Print all of the entries exactly, minus the pictures.

- - -

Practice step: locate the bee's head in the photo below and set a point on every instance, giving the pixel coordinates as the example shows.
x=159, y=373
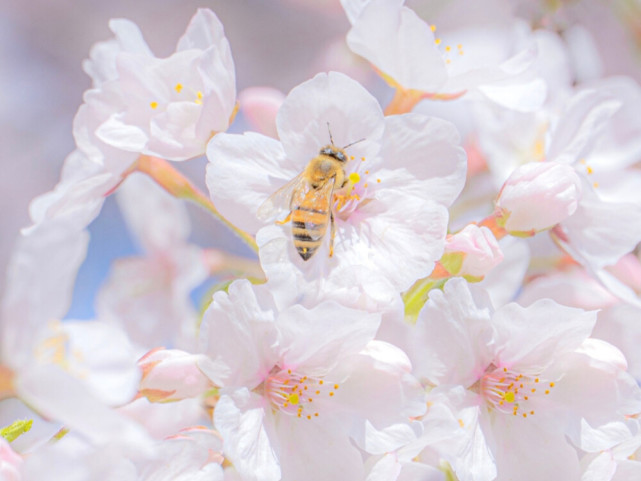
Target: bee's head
x=334, y=152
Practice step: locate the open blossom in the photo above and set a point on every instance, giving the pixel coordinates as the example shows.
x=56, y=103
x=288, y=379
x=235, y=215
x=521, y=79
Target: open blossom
x=401, y=173
x=538, y=196
x=165, y=107
x=532, y=376
x=415, y=57
x=298, y=385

- - -

_Completed exercise_
Practice step: locate the bee's head in the photo below and set a point on every instance, giving the pixel coordinates as the example shows.
x=159, y=373
Target: bee's head
x=334, y=152
Practice step: locate the open blossom in the photo above and set a point on every instance, giving the pixel coordinates as the example shows.
x=56, y=103
x=288, y=379
x=235, y=215
x=521, y=79
Target: open blossom
x=401, y=173
x=538, y=196
x=165, y=107
x=532, y=376
x=415, y=57
x=298, y=385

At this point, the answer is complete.